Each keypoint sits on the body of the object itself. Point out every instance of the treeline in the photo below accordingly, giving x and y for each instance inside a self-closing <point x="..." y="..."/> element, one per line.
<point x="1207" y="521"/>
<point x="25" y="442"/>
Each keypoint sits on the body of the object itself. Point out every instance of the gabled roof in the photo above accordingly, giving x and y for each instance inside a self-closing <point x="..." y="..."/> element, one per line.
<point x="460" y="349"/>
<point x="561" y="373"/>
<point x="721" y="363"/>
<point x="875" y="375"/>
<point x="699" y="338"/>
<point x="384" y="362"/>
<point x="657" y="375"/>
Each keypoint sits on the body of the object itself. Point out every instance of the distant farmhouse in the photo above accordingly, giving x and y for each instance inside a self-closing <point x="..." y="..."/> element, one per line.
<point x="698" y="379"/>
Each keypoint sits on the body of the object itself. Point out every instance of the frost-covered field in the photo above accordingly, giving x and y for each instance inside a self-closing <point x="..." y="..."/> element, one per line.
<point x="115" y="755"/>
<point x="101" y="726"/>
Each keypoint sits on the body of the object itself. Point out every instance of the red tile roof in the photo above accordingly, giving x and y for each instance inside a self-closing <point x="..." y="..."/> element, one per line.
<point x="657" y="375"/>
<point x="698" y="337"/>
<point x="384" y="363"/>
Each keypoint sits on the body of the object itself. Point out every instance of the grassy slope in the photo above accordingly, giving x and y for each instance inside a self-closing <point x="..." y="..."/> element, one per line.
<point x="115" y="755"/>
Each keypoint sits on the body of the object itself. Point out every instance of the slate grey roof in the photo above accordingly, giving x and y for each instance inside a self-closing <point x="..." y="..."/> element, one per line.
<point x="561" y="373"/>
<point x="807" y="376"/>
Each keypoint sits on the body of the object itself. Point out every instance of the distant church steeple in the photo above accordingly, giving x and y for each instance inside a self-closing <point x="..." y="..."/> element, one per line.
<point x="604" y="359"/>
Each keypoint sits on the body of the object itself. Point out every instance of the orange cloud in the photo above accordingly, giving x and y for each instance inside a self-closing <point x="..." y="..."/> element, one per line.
═══
▸ TASK STATEMENT
Reproduce the part of the material that opens with the line containing "of the slate" and closes with the end of the material, replacing "orange cloud" with "rain cloud" and leaving everything else unchanged.

▸ TASK RESULT
Each keypoint sits on the body of the object itself. Point out every instance of the slate grey roof in the photo above accordingly, giving x and y for each instance inside a self-closing <point x="..." y="..."/> element, one per line.
<point x="561" y="373"/>
<point x="807" y="376"/>
Each keypoint sits on the body of the object itself. Point out every instance of the distant church steeple in the photo above accordingly, giving x and y for each instance inside a self-closing <point x="..." y="..."/> element, one per line.
<point x="604" y="359"/>
Each keypoint sits on the body of the object itself. Point out every instance of the rain cloud in the photo above accordingly, giving x and y for each instance inside a self-closing <point x="..." y="..."/> element, one per line.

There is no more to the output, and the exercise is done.